Short problem → Rewrite every line of the material below, requests included, and shift each point coordinate in the answers by -18.

Entries provided →
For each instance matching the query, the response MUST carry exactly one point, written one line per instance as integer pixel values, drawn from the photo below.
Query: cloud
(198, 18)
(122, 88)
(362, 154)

The reply →
For each instance matching the query, the response MUST carry exactly one point, written one line per instance as integer pixel values, drawn from the photo below.
Query: cloud
(180, 0)
(104, 70)
(344, 136)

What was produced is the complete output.